Collected data
========

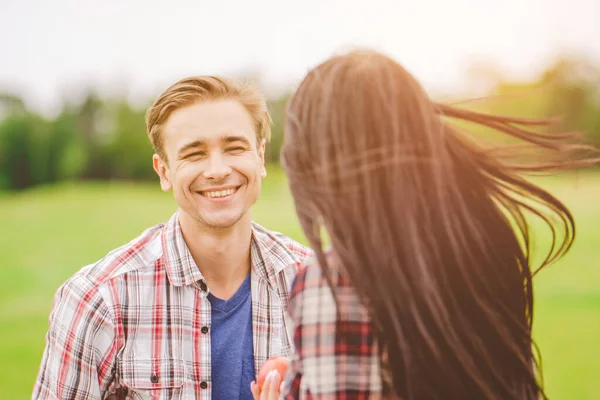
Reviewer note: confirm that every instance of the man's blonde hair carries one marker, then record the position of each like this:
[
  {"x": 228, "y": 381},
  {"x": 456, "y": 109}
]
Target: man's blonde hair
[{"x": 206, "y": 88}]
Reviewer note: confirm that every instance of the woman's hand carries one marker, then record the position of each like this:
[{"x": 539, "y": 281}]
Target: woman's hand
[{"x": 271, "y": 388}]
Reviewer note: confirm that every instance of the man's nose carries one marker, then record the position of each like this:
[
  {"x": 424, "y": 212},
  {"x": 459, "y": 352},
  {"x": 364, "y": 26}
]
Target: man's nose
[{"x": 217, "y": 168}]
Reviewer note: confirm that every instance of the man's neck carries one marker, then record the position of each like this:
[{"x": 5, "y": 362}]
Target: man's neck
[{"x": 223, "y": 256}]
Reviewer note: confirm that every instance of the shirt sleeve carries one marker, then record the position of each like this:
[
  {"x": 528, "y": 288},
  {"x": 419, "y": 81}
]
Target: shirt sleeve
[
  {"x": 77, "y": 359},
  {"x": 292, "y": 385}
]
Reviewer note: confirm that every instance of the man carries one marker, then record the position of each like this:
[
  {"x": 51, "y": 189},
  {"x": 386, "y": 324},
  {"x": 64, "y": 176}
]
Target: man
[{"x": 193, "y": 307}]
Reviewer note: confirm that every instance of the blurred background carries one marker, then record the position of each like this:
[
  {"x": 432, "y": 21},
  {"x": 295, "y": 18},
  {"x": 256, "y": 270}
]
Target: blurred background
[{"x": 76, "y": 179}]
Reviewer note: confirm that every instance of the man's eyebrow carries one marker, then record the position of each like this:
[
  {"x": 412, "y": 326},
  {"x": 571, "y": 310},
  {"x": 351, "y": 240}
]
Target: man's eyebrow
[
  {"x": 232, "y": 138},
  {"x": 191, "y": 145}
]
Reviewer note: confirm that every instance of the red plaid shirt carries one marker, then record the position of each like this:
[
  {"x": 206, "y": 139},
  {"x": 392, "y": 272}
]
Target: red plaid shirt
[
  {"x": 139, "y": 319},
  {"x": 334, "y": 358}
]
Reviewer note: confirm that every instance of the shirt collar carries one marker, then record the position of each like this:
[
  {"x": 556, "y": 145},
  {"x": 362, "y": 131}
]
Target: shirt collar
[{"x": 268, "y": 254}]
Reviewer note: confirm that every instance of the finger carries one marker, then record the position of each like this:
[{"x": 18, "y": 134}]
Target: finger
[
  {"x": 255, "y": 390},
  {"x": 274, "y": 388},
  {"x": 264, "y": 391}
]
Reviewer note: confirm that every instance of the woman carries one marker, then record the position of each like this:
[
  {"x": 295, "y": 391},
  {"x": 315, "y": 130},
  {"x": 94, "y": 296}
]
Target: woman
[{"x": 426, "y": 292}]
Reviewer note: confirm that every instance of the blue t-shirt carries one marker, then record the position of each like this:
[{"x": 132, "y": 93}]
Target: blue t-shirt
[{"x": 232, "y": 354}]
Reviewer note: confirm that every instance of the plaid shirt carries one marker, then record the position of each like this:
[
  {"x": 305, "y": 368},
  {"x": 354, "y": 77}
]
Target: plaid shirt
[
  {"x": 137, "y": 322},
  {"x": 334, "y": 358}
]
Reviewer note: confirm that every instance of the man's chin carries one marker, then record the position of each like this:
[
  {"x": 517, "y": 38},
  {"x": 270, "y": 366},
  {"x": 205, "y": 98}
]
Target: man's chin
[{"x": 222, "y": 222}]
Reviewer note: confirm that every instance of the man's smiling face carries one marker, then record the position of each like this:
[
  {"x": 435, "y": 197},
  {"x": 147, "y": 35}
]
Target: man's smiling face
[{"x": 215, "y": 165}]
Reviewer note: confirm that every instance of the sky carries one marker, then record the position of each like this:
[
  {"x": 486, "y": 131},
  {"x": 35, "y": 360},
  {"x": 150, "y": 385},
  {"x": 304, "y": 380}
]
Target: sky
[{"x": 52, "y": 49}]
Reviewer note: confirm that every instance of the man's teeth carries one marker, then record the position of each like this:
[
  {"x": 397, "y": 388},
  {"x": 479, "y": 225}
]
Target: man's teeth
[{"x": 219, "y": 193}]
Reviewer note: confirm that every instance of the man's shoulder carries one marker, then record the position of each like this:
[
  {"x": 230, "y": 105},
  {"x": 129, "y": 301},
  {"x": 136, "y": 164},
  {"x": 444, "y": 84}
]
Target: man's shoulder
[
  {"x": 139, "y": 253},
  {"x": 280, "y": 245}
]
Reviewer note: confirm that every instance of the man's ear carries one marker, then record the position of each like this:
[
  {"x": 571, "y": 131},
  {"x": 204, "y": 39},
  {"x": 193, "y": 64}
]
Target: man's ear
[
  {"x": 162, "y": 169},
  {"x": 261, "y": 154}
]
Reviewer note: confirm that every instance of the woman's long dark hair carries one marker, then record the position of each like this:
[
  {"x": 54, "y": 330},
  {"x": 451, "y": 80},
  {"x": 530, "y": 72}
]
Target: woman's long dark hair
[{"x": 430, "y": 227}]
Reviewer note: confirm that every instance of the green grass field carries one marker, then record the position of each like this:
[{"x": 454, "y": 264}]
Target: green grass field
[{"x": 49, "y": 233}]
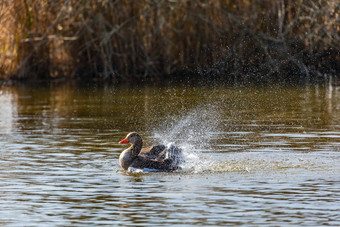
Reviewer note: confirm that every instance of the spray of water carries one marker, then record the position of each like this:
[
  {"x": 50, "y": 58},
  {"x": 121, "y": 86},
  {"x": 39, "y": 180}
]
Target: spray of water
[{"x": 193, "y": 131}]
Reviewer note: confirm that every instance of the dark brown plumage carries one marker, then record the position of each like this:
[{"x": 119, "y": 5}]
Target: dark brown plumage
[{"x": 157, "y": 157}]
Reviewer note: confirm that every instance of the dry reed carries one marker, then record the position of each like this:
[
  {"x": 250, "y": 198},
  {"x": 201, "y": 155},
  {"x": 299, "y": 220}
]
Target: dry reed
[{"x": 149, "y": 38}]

========

▶ **AIM OF THE EXERCISE**: Every record above should be transcribed exactly; the pictures stay out of the copy.

▶ **OUTPUT OF THE EXERCISE**:
Reviewer note: confirm that every instance of the man's blonde hair carries one marker, then record the position of each like this:
[
  {"x": 228, "y": 381},
  {"x": 456, "y": 109}
]
Target: man's blonde hair
[{"x": 206, "y": 88}]
Reviewer note: confirm that every instance of the woman's hand carries one marker, then record the position of each like this:
[{"x": 539, "y": 281}]
Target: woman's hand
[{"x": 271, "y": 388}]
Reviewer note: confirm that every instance of the man's nose carries one marker, then record the position of each like this:
[
  {"x": 424, "y": 212},
  {"x": 459, "y": 352},
  {"x": 364, "y": 26}
]
Target: man's nose
[{"x": 217, "y": 168}]
Reviewer note: confirm that every instance of the man's neck carries one marker, then record the position of each like this:
[{"x": 5, "y": 362}]
Target: man's neck
[{"x": 223, "y": 256}]
Reviewer note: confirm that every instance of the shirt sleeve carries one marker, then record the position of each like this:
[
  {"x": 528, "y": 288},
  {"x": 419, "y": 81}
]
Target: shirt sleeve
[
  {"x": 77, "y": 359},
  {"x": 292, "y": 385}
]
Reviewer note: confirm that every instance of the man carries one marker, then record the position of each like this:
[
  {"x": 51, "y": 189},
  {"x": 386, "y": 324},
  {"x": 64, "y": 176}
]
Target: man
[{"x": 193, "y": 307}]
Reviewer note: confirm that every instance of the blurred background carries one marker, then record the position of each like this:
[
  {"x": 432, "y": 21},
  {"x": 295, "y": 18},
  {"x": 256, "y": 270}
]
Target: blurred background
[{"x": 76, "y": 179}]
Reviewer note: confirm that every instance of the man's eyebrow carries one marker, then record the position of each like this:
[
  {"x": 412, "y": 326},
  {"x": 571, "y": 310},
  {"x": 351, "y": 240}
]
Target: man's eyebrow
[
  {"x": 232, "y": 138},
  {"x": 191, "y": 145}
]
Reviewer note: confirm that every instance of the red plaid shirt carries one marker, then record the position of each like this:
[
  {"x": 206, "y": 139},
  {"x": 392, "y": 272}
]
Target: red plaid shirt
[
  {"x": 139, "y": 319},
  {"x": 334, "y": 358}
]
Reviewer note: confirm that every instance of the shirt collar carries one marker, then record the position of each like this:
[
  {"x": 556, "y": 145},
  {"x": 362, "y": 131}
]
Target: shirt collar
[{"x": 268, "y": 254}]
Reviewer note: confirm that every instance of the finger carries one marker, then record the position of each like this:
[{"x": 18, "y": 134}]
Target: finger
[
  {"x": 255, "y": 390},
  {"x": 274, "y": 388},
  {"x": 264, "y": 391}
]
Reviewer note: confirm that every instance of the woman carries one marker, then record the position of each like this:
[
  {"x": 295, "y": 391},
  {"x": 315, "y": 130},
  {"x": 94, "y": 296}
]
Target: woman
[{"x": 426, "y": 292}]
Reviewer note: confirm that every instance of the blue t-shirt carries one marker, then record the position of each like this:
[{"x": 132, "y": 93}]
Target: blue t-shirt
[{"x": 232, "y": 354}]
Reviewer note: confirm that every instance of the plaid shirt carries one marker, then record the position of each like this:
[
  {"x": 305, "y": 368},
  {"x": 354, "y": 77}
]
Target: plaid shirt
[
  {"x": 137, "y": 322},
  {"x": 334, "y": 358}
]
Reviewer note: confirm that every instance of the man's chin carries one marker, then record the position of each like this:
[
  {"x": 517, "y": 38},
  {"x": 270, "y": 366},
  {"x": 205, "y": 98}
]
Target: man's chin
[{"x": 222, "y": 222}]
Reviewer note: confirm that every instance of the man's smiling face carries one marker, then record the position of each like this:
[
  {"x": 435, "y": 197},
  {"x": 147, "y": 35}
]
Target: man's smiling face
[{"x": 215, "y": 165}]
Reviewer note: confirm that every instance of the sky carries one marker, then record the position of each like this:
[
  {"x": 486, "y": 131},
  {"x": 35, "y": 360},
  {"x": 150, "y": 385},
  {"x": 304, "y": 380}
]
Target: sky
[{"x": 52, "y": 49}]
Reviewer note: confirm that every instance of the man's teeth carries one marker, then record the position of each like this:
[
  {"x": 397, "y": 388},
  {"x": 479, "y": 225}
]
Target: man's teeth
[{"x": 219, "y": 193}]
Reviewer note: confirm that every instance of the man's shoulder carries one marker, then record the position of each like this:
[
  {"x": 230, "y": 105},
  {"x": 129, "y": 301},
  {"x": 136, "y": 164},
  {"x": 444, "y": 84}
]
Target: man's shoulder
[
  {"x": 139, "y": 253},
  {"x": 280, "y": 245}
]
Reviewer note: confirm that every instance of the man's ear carries one marker, then record the position of each like this:
[
  {"x": 571, "y": 131},
  {"x": 204, "y": 39},
  {"x": 193, "y": 64}
]
Target: man's ear
[
  {"x": 162, "y": 169},
  {"x": 261, "y": 154}
]
Reviewer note: confirm that every instance of the woman's long dark hair carries one marker, then record the position of each like this:
[
  {"x": 54, "y": 330},
  {"x": 451, "y": 80},
  {"x": 530, "y": 72}
]
Target: woman's long dark hair
[{"x": 430, "y": 227}]
Reviewer note: confirm that every instance of the green grass field carries one marker, then record the position of each like this:
[{"x": 454, "y": 264}]
Target: green grass field
[{"x": 49, "y": 233}]
Reviewer note: confirm that every instance of the spray of water carries one marker, then record the position of each like this:
[
  {"x": 50, "y": 58},
  {"x": 121, "y": 86},
  {"x": 39, "y": 180}
]
Target: spray of water
[{"x": 193, "y": 131}]
Reviewer note: confirm that every instance of the dark brown plumage carries one marker, then record the position of each like this:
[{"x": 119, "y": 5}]
Target: dark brown plumage
[{"x": 157, "y": 157}]
Reviewer note: confirm that every instance of the dry reed carries one marker, then record the position of each like this:
[
  {"x": 250, "y": 198},
  {"x": 201, "y": 155},
  {"x": 299, "y": 220}
]
Target: dry reed
[{"x": 149, "y": 38}]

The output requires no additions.